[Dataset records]
_____

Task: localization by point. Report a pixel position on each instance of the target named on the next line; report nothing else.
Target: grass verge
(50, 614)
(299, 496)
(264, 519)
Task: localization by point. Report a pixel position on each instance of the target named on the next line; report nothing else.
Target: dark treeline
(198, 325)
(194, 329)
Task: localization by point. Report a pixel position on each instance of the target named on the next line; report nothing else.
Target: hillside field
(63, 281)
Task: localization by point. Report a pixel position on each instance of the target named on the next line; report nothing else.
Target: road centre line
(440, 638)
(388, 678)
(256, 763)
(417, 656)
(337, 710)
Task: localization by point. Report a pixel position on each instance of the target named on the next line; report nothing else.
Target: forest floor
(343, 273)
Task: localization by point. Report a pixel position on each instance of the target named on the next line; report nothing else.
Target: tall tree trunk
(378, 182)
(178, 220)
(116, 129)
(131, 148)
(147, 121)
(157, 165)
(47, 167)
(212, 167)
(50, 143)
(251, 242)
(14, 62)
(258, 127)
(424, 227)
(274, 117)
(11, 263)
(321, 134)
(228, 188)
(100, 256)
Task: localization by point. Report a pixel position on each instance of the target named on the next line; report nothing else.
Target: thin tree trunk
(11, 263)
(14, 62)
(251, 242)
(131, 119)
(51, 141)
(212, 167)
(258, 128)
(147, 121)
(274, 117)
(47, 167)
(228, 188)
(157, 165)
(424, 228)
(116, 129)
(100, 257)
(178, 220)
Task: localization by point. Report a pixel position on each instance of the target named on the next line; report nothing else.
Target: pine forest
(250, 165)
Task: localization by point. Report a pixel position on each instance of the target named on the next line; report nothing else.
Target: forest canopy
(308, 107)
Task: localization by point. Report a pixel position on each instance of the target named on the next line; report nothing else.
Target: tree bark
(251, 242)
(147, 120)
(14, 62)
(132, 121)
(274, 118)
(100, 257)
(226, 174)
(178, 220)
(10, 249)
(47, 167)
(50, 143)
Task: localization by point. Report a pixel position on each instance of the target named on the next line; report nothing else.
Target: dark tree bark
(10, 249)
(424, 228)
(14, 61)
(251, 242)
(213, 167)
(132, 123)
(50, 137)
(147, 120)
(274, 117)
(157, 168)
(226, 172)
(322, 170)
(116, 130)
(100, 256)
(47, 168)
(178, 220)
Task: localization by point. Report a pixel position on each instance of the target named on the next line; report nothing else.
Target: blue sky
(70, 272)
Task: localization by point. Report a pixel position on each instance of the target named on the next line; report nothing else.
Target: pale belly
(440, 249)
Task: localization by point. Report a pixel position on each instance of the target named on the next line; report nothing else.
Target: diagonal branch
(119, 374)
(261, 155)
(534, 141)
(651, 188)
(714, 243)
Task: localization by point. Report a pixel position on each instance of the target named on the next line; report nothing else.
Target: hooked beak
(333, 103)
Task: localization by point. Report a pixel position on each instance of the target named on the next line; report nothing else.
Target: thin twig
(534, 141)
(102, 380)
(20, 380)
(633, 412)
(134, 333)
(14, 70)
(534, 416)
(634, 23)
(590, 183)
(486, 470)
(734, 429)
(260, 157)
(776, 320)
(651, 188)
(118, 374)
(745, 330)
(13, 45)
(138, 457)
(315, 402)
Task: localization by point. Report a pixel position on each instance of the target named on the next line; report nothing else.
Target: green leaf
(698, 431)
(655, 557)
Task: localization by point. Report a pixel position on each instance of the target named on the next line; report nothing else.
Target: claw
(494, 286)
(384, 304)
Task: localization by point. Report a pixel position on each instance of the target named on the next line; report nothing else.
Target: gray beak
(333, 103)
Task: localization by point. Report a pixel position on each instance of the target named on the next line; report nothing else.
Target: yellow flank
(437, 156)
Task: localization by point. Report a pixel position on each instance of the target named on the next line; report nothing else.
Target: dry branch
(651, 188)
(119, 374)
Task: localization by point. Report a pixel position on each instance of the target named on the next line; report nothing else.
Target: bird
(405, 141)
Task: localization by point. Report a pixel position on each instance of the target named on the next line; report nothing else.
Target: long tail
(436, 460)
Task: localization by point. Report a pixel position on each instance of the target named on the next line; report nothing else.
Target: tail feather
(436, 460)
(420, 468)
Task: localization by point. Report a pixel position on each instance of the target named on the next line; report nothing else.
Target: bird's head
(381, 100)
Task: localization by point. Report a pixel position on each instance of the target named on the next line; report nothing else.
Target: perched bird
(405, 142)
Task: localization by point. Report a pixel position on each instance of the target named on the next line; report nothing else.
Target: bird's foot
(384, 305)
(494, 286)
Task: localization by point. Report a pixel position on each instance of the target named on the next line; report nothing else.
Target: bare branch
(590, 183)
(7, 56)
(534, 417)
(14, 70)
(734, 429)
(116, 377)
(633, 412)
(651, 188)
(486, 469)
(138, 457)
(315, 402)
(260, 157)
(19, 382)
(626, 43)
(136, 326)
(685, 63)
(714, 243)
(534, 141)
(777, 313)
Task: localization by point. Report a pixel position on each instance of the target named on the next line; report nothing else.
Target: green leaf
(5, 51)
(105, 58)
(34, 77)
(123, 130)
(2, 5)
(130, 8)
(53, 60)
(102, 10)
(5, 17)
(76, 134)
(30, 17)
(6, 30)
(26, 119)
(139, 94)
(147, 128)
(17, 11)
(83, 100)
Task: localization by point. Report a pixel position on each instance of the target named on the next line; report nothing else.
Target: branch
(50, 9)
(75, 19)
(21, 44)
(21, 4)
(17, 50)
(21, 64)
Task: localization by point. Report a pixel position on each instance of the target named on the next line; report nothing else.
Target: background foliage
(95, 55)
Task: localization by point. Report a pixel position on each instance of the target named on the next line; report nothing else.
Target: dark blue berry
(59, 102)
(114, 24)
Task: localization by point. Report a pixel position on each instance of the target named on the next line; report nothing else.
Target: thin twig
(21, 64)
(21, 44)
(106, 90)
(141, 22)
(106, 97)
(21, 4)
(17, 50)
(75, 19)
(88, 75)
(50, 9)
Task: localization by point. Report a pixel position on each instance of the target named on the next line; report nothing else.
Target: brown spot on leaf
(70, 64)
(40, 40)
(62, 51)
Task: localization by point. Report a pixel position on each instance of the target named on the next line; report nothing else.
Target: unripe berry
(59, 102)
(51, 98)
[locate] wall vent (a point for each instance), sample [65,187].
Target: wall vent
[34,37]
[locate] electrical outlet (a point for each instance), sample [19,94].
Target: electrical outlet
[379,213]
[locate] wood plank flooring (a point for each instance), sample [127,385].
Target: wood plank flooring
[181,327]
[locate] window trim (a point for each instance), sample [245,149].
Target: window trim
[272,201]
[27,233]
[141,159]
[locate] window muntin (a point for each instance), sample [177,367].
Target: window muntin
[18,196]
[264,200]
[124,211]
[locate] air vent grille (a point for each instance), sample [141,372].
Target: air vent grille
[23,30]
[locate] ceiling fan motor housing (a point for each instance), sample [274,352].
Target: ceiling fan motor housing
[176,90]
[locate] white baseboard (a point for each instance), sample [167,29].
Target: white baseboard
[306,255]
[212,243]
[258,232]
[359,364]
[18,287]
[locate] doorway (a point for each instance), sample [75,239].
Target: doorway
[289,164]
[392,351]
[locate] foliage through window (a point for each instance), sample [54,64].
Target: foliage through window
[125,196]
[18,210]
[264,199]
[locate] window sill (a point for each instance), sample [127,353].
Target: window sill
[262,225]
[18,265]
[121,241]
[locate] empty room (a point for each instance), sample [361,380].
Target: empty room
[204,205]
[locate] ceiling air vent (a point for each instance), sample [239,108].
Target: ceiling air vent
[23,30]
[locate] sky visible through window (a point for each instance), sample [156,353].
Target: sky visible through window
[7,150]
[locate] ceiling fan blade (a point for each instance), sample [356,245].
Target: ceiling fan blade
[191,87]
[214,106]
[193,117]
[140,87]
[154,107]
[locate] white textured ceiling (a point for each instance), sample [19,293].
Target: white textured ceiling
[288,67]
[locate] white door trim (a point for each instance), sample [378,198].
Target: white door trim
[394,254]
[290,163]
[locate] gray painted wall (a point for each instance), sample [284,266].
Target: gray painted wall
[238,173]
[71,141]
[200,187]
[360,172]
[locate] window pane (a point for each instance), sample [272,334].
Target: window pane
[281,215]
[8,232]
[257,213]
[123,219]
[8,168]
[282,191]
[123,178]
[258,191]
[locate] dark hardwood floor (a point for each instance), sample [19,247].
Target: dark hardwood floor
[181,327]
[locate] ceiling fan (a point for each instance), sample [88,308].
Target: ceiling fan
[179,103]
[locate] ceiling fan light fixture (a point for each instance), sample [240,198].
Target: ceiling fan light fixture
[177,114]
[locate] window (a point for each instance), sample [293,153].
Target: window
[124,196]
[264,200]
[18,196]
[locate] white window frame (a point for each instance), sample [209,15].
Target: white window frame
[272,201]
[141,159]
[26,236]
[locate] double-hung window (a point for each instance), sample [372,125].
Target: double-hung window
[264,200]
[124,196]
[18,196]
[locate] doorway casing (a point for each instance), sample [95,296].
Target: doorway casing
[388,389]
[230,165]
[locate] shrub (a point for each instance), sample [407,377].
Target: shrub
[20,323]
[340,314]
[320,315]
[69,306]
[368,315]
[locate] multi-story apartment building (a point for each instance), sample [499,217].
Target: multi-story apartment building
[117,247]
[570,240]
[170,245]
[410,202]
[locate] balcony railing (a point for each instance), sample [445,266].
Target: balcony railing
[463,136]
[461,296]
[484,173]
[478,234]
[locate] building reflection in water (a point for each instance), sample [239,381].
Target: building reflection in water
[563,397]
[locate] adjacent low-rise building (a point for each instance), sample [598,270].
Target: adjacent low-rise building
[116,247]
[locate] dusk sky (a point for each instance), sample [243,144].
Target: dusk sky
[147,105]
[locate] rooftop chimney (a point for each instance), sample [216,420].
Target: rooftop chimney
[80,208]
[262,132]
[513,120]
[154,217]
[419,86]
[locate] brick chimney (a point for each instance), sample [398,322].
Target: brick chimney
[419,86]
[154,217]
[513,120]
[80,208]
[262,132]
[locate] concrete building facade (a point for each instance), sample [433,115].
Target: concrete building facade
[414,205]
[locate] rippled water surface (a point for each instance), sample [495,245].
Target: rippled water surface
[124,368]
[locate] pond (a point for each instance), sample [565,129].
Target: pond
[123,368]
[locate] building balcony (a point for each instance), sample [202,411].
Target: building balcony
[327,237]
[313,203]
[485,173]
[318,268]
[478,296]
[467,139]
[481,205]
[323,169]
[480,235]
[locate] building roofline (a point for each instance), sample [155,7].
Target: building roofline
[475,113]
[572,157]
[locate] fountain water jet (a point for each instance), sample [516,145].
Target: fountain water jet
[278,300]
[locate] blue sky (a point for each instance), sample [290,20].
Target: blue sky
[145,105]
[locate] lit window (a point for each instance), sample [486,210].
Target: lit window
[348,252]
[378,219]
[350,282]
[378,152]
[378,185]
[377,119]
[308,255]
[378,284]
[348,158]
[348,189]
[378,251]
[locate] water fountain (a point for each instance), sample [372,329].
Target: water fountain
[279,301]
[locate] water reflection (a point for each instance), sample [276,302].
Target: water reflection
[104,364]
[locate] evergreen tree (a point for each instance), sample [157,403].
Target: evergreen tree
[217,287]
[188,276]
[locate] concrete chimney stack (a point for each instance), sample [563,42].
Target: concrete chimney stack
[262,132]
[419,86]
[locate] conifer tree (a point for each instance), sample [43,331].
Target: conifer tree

_____

## Exercise prompt
Could you copy exactly the line containing "Target: water reflection" and each line after it through the end of the records, and nothing else?

## Output of the task
Target: water reflection
[104,364]
[locate] evergreen tree (a point for each instance), sample [157,403].
Target: evergreen tree
[217,287]
[188,276]
[locate] concrete chimney stack (a point for each instance), sample [563,42].
Target: concrete chimney stack
[262,132]
[419,86]
[locate] conifer tree (a point for each instance), sample [43,331].
Target: conifer tree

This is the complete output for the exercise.